> **Problem statement**
Nothing but the lines from the one containing "Trace the outline of every instance of the brick" through the last line should be written out, please, exactly as they stand.
-- START --
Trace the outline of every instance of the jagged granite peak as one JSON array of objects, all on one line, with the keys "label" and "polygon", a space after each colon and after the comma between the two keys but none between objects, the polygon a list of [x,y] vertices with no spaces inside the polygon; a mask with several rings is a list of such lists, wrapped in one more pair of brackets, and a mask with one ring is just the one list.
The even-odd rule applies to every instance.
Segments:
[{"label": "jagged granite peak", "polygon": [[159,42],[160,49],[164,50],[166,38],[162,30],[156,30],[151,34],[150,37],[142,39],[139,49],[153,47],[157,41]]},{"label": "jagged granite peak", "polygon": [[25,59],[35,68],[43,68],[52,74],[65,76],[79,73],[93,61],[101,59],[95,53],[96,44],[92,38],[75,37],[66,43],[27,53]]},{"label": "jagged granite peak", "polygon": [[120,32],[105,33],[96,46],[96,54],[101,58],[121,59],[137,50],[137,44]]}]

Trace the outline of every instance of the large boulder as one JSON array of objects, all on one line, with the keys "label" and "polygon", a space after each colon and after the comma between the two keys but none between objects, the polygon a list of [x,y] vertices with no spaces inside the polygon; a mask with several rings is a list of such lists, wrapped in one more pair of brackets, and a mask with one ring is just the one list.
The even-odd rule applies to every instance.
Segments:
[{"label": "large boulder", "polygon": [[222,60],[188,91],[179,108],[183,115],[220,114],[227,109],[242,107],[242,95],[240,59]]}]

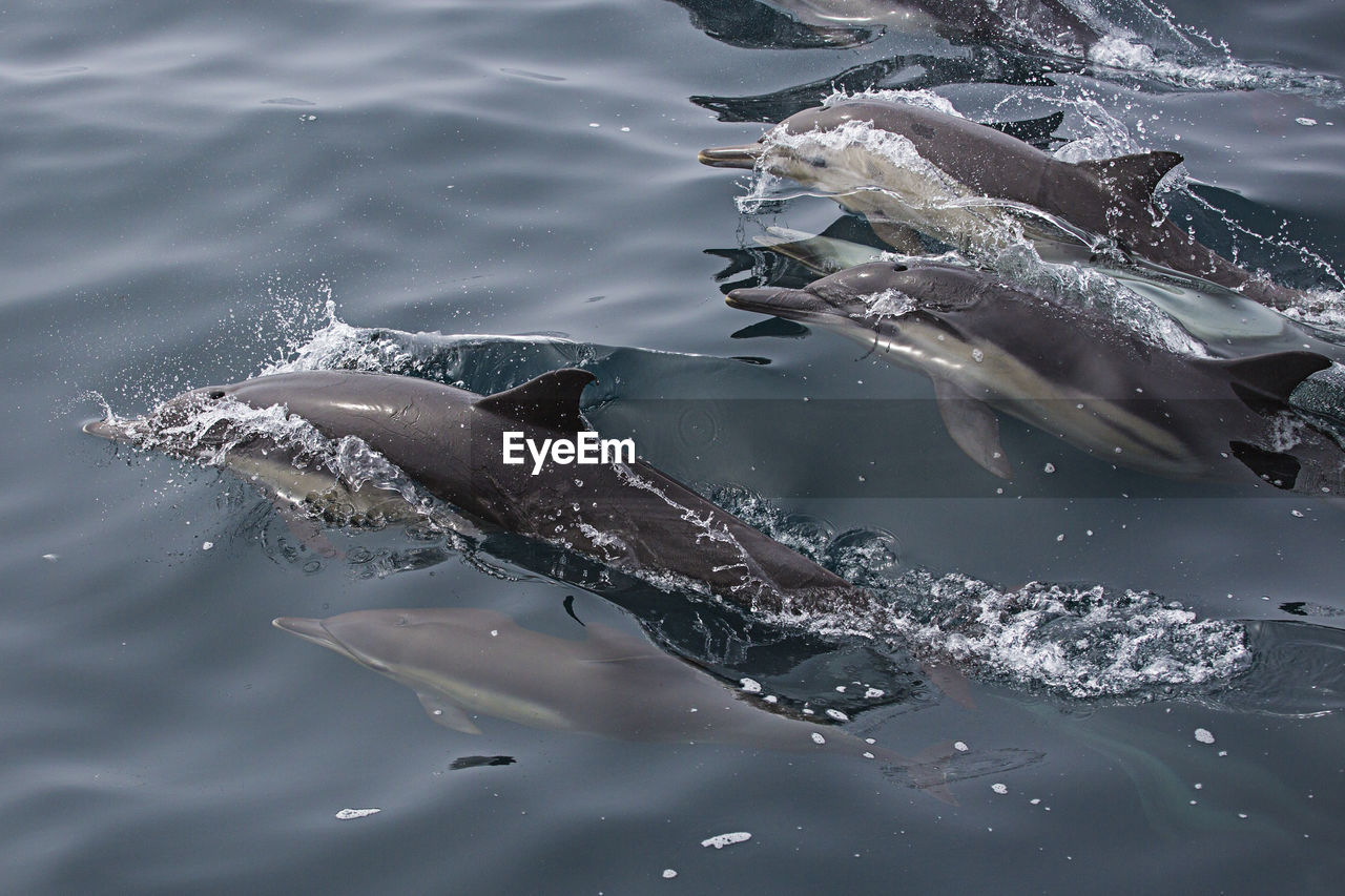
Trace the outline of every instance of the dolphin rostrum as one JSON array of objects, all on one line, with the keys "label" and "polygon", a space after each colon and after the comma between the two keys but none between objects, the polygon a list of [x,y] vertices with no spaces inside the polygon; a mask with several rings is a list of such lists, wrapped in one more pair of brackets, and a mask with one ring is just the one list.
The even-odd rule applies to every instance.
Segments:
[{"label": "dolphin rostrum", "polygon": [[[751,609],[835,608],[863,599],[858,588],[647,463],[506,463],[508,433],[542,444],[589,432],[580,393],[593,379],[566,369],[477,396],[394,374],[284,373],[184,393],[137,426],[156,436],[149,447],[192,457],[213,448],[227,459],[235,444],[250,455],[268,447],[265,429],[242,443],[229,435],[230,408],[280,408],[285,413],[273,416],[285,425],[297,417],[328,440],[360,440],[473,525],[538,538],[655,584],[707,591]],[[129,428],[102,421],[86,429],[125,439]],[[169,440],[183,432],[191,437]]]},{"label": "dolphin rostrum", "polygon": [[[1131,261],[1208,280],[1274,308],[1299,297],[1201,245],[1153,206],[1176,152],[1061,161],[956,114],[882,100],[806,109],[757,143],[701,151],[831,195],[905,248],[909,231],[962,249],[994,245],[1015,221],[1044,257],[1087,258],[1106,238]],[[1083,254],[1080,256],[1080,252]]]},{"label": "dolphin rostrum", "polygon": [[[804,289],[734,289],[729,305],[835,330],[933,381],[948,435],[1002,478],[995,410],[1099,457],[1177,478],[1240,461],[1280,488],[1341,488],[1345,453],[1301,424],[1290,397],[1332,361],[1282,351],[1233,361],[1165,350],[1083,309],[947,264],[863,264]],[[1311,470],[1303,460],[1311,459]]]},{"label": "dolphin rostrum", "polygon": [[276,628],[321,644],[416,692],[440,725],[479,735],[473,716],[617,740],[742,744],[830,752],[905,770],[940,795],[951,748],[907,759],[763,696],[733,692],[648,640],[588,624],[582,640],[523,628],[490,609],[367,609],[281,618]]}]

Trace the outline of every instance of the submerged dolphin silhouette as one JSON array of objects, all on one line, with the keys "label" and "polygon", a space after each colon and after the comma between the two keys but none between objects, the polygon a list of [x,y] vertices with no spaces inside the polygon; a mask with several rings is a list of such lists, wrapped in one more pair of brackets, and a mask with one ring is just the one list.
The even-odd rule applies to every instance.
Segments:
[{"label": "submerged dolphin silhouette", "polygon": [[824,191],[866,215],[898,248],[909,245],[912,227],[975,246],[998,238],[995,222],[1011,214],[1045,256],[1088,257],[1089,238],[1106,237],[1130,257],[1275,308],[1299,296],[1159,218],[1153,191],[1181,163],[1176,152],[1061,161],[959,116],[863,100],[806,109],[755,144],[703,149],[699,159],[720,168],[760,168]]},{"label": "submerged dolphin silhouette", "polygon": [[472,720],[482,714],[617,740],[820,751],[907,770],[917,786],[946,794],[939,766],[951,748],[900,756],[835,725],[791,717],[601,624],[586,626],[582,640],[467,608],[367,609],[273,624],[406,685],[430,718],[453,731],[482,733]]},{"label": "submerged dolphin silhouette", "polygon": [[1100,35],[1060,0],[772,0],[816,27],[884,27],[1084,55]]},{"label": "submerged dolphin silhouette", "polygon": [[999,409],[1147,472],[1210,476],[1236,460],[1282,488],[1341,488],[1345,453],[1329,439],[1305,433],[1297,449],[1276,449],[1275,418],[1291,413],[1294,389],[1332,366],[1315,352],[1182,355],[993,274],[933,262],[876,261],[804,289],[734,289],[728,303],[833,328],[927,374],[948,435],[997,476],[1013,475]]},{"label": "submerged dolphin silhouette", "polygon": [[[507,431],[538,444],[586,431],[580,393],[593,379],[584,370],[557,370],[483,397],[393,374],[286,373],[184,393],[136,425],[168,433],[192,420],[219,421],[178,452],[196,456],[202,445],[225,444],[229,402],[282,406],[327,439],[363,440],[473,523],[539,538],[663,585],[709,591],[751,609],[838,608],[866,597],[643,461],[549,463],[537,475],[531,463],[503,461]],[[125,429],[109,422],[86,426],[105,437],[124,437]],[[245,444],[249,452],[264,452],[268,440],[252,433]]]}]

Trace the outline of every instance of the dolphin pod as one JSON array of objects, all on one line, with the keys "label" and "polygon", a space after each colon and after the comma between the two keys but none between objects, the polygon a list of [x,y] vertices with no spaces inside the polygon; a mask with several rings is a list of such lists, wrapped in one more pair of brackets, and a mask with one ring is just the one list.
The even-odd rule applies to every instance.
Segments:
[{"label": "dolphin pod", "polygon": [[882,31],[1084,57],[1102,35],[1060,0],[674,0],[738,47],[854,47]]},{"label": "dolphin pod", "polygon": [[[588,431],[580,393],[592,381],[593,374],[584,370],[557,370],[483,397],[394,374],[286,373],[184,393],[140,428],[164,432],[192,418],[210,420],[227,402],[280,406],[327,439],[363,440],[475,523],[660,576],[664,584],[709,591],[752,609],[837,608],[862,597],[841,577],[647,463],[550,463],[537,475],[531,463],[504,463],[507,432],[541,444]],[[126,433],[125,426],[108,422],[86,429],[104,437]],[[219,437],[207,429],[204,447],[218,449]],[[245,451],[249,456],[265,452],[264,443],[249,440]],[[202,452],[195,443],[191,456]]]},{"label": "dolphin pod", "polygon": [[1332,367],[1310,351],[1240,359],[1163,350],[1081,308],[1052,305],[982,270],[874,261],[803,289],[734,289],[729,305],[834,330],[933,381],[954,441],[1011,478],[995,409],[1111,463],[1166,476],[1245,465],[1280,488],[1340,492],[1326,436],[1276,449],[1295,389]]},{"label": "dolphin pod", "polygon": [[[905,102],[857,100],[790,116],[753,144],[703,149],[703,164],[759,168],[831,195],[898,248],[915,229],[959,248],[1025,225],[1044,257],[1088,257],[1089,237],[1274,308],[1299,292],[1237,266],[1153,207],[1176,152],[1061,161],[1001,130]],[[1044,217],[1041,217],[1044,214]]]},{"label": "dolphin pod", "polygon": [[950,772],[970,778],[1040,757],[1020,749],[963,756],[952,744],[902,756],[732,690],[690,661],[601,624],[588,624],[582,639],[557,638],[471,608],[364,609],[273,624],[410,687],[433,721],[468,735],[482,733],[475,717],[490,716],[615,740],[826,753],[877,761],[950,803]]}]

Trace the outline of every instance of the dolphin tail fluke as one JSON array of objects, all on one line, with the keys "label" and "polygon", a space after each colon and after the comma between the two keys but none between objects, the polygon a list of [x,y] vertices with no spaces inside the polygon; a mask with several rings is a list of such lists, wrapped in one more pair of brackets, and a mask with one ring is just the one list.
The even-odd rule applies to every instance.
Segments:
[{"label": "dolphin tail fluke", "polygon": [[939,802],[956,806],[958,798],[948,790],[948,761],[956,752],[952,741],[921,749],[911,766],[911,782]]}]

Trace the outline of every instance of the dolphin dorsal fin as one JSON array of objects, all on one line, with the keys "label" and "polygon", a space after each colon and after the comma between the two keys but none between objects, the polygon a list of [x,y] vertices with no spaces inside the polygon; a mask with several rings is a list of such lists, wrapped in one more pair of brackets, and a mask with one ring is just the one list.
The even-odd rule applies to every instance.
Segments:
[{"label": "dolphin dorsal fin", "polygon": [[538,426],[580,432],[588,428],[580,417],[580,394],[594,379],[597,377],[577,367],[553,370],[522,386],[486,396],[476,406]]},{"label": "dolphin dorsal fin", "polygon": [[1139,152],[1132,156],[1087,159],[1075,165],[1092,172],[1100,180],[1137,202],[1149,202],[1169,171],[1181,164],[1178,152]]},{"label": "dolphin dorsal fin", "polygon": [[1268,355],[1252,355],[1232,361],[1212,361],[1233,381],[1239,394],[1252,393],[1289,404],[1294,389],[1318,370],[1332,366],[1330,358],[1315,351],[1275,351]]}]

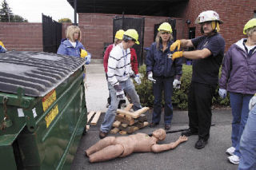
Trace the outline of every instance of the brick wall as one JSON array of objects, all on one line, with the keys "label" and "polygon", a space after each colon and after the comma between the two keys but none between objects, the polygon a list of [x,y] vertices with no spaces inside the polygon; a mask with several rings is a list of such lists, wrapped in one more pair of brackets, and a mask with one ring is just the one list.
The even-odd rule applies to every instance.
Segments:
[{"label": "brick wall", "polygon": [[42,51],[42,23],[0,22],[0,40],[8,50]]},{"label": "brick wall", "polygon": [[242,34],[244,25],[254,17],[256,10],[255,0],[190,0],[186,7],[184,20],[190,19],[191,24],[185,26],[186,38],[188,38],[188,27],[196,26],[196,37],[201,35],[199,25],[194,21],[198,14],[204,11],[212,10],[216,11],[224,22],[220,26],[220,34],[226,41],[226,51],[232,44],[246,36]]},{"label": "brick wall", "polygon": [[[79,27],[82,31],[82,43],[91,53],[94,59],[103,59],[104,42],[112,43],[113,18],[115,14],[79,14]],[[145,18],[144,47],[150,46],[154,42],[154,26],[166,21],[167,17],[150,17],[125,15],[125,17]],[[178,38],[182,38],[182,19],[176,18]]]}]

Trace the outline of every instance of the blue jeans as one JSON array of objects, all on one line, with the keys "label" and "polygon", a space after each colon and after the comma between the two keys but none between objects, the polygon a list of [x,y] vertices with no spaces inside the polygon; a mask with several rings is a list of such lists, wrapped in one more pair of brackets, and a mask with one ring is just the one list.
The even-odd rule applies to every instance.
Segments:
-- END --
> **Task result**
Trace the outline of every instance of the brick wall as one JSON array of objects, all on one line, with the keys "label" and "polygon", a space after each colon and after the comma between the two keys but none between objects, the polygon a list of [x,y] vertices with no spaces inside the polygon; a mask with several rings is a list of such lists, wrapped in one more pair of brackets, and a mask with one ring is just the one list.
The even-odd rule applies to every instance.
Segments:
[{"label": "brick wall", "polygon": [[42,51],[42,23],[0,22],[0,40],[8,50]]},{"label": "brick wall", "polygon": [[242,34],[244,25],[254,17],[256,10],[255,0],[190,0],[186,7],[184,20],[190,19],[191,24],[185,26],[186,38],[188,38],[188,27],[196,26],[196,37],[201,35],[199,25],[194,21],[198,14],[204,11],[212,10],[216,11],[224,22],[220,26],[220,34],[226,41],[226,51],[232,44],[246,36]]},{"label": "brick wall", "polygon": [[[79,27],[82,31],[82,43],[91,53],[94,59],[103,59],[104,42],[112,43],[113,18],[115,14],[79,14]],[[145,18],[144,47],[150,46],[154,42],[154,26],[166,21],[167,17],[150,17],[125,15],[125,17]],[[178,38],[182,38],[182,19],[176,18]]]}]

Trace the outline of every instance of the blue jeans as one JSON array of objects, all on one line, with the keys "label" and "polygon", a space after each colon and after the comma between the two keys but none between objects, the polygon a list of [x,y] vertices with no spaces inside the polygon; a mask with several rings is a list of such lists, wrapped in one more pair of brackets, and a mask with one ring is just the one list.
The even-odd rule applies to every instance.
Segments:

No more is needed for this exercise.